SELECTED TEXT =>

=-=-=

English: Screenshot of GDB, the debugger of the GNU Project. . (Photo credit: Wikipedia)

I have spent the last month and half or so writing a particular computer program to model how some code would run on a 16 core “network-on-chip” device.

There were a lot of problems to get over – for although I had already written a Groovy/Java program to do the same thing, that code just was not up to handling the additional level of complexity I wanted for this iteration, so the whole thing had to be redone in C/C++.

About three weeks ago I got to the point where the code compiled and it should have been doing what I wanted, but it was crashing with memory bugs, a lot.

Debugging multi-threaded Posix Threads code is not meant to be easy but I was able – after teaching myself the basics of the GNU debugger (GDB) – to make a lot of progress (having realised that the old programmer’s saw of “if God had wanted us to use debuggers, she wouldn’t have given us printf” does not raise many laughs when you are dealing with multi-threaded code).

=-=-=

RECORDS =>
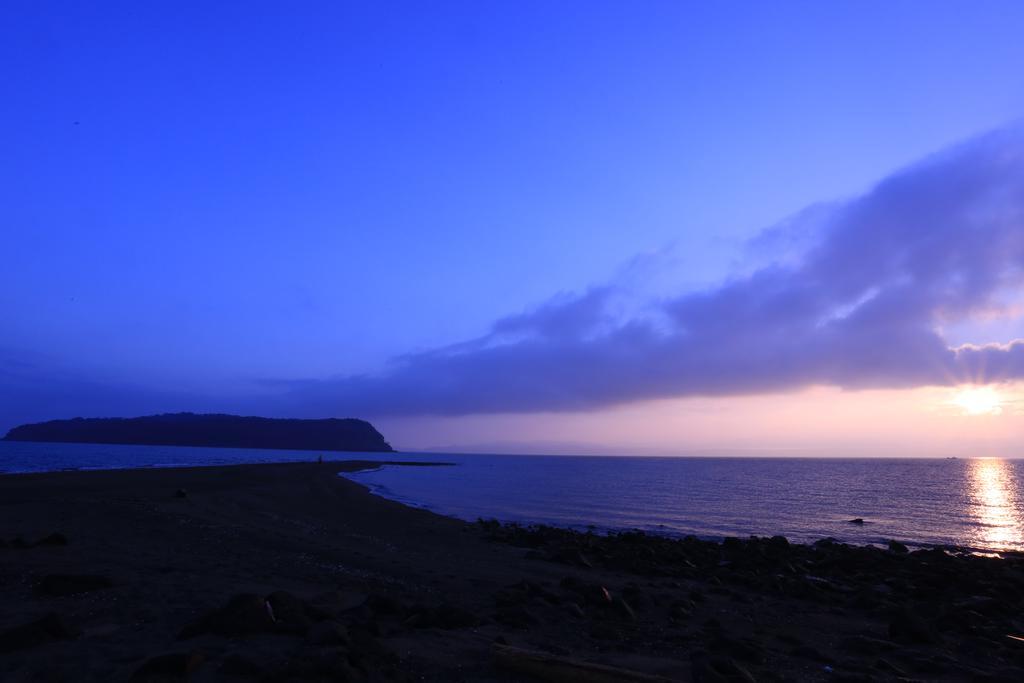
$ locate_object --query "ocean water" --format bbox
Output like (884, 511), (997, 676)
(0, 442), (1024, 551)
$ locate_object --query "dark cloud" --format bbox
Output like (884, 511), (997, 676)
(276, 128), (1024, 415)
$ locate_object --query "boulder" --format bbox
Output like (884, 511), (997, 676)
(0, 612), (82, 652)
(306, 622), (348, 646)
(34, 573), (114, 597)
(889, 607), (938, 644)
(35, 531), (68, 546)
(889, 541), (909, 555)
(266, 591), (312, 635)
(130, 651), (206, 683)
(179, 593), (275, 639)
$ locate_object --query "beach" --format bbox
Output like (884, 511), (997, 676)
(0, 456), (1024, 681)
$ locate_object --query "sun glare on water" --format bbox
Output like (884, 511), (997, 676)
(951, 386), (1002, 415)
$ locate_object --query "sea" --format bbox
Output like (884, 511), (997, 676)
(0, 441), (1024, 553)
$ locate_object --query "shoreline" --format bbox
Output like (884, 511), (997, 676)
(0, 461), (1024, 681)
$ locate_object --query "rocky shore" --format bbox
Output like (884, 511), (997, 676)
(0, 462), (1024, 681)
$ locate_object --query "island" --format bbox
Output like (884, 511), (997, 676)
(4, 413), (394, 453)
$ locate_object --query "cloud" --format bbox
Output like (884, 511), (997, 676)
(262, 128), (1024, 415)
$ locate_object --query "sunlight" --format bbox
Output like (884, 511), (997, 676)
(970, 458), (1022, 548)
(950, 386), (1004, 416)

=-=-=

TO BE DONE =>
[1] Name every programming language mentioned in the debugging post above.
[2] Please give all the rows again with "locate_object" swapped for "detect_object" everywhere. Change nothing else, and leave the picture out.

ANSWER LIST =>
[1] Groovy, Java, C, C++

[2]
$ detect_object --query "ocean water" --format bbox
Output like (884, 511), (997, 676)
(0, 442), (1024, 551)
$ detect_object --query "dark cloud" --format bbox
Output like (884, 511), (997, 676)
(276, 128), (1024, 415)
$ detect_object --query "boulder" --format bbox
Output like (884, 511), (997, 676)
(0, 612), (82, 652)
(306, 622), (348, 646)
(34, 573), (114, 597)
(889, 607), (938, 644)
(35, 531), (68, 546)
(889, 541), (909, 555)
(266, 591), (312, 635)
(130, 651), (206, 683)
(179, 593), (275, 639)
$ detect_object --query "beach" --format bbox
Output like (884, 511), (997, 676)
(0, 456), (1024, 681)
$ detect_object --query "sun glare on water" --format bbox
Output like (884, 511), (997, 676)
(951, 386), (1002, 415)
$ detect_object --query "sea" --format bbox
Output like (884, 511), (997, 676)
(0, 441), (1024, 553)
$ detect_object --query "shoreline" --format bbox
Output like (884, 511), (997, 676)
(0, 461), (1024, 681)
$ detect_object --query "rocky shore" --format bbox
Output like (884, 511), (997, 676)
(0, 462), (1024, 681)
$ detect_object --query "island" --format bbox
Output like (884, 511), (997, 676)
(4, 413), (394, 453)
$ detect_object --query "cloud" --format bbox
Output like (884, 511), (997, 676)
(262, 128), (1024, 415)
$ detect_object --query "sunlight" --format bbox
Output like (884, 511), (997, 676)
(970, 458), (1022, 548)
(950, 386), (1004, 416)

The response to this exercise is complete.